Requirement 1
In the passage on David's choir below, translate this sentence into Spanish: "And in that way, the novice could follow the gifted singer and the gifted player, and it was a marvelous praise service."

Document section
******************************
Now you will find—and I haven’t time to follow all through this, are you listening to me?  You will find as you read that service of praise, you will find that one of the geniuses of David was he very expressly spelled it out: that the neophyte, the novice, was to be associated with the one that the Bible calls “cunning” [1 Chronicles 25:7].  That is, advanced in the singing and in the playing.  And I noticed this morning that all of our choir here sang without music the score, and all that choir out there had your nose in a book.  I suppose those are the neophytes, the novices; is that right?  Or are they stupid ones and the dumb ones out there?  They are mixed!  I love for you to sing without a score, out of your heart.  I love for you to do it.  And the genius of David when he built his orchestra and he built his choir, he had two hundred eighty-eight cunning ones [1 Chronicles 25:7].  The way that the King James calls it, they were gifted in it.  They could read at sight, sight-read.  And they could play those instruments gloriously.  Then he put by their side the novices; those that were just beginning.  And in that way, the novice could follow the gifted singer and the gifted player, and it was a marvelous praise service.
******************************
[Point placement entries]
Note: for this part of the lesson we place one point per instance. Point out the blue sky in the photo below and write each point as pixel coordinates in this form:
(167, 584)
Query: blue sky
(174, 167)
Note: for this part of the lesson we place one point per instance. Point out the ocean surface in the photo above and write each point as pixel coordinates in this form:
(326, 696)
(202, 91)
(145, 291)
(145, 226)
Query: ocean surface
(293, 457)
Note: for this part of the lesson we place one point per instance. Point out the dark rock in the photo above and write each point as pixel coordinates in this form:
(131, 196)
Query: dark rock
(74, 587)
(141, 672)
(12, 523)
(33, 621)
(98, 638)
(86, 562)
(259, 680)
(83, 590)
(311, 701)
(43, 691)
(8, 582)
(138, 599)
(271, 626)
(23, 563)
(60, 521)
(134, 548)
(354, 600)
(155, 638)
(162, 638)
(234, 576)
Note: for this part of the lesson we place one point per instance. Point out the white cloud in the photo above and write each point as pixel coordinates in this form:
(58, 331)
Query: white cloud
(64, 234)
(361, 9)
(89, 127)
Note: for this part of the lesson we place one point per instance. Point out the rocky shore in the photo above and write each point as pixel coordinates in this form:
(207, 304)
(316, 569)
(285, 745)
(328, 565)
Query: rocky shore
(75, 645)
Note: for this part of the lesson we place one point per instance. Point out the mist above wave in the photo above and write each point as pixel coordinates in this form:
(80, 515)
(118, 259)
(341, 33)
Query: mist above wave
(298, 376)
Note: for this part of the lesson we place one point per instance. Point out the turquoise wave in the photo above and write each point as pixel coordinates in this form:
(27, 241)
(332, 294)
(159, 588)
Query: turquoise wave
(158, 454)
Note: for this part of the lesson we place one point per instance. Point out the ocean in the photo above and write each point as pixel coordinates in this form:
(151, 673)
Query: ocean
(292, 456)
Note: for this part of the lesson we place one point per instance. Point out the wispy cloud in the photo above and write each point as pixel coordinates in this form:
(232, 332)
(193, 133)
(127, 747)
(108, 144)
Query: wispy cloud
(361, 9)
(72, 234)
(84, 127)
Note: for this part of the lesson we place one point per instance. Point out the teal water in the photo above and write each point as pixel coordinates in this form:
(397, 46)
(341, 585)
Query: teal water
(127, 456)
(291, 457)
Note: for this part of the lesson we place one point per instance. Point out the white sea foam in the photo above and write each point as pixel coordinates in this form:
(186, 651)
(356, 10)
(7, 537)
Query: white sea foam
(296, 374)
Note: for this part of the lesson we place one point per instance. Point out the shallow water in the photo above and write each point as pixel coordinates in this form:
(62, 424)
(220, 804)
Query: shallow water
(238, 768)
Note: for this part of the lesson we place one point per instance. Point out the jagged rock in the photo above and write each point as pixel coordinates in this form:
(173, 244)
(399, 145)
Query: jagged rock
******************************
Requirement 2
Gather every line of the entries above that contains the string "turquoise". Matching is case-sensitive.

Exercise solution 1
Y de esa manera, el novicio podía seguir al cantante dotado y al músico dotado, y era un maravilloso servicio de alabanza.

Exercise solution 2
Note: for this part of the lesson we place one point per instance. Point out the turquoise wave in the photo above and write each point as pixel coordinates in this form:
Query: turquoise wave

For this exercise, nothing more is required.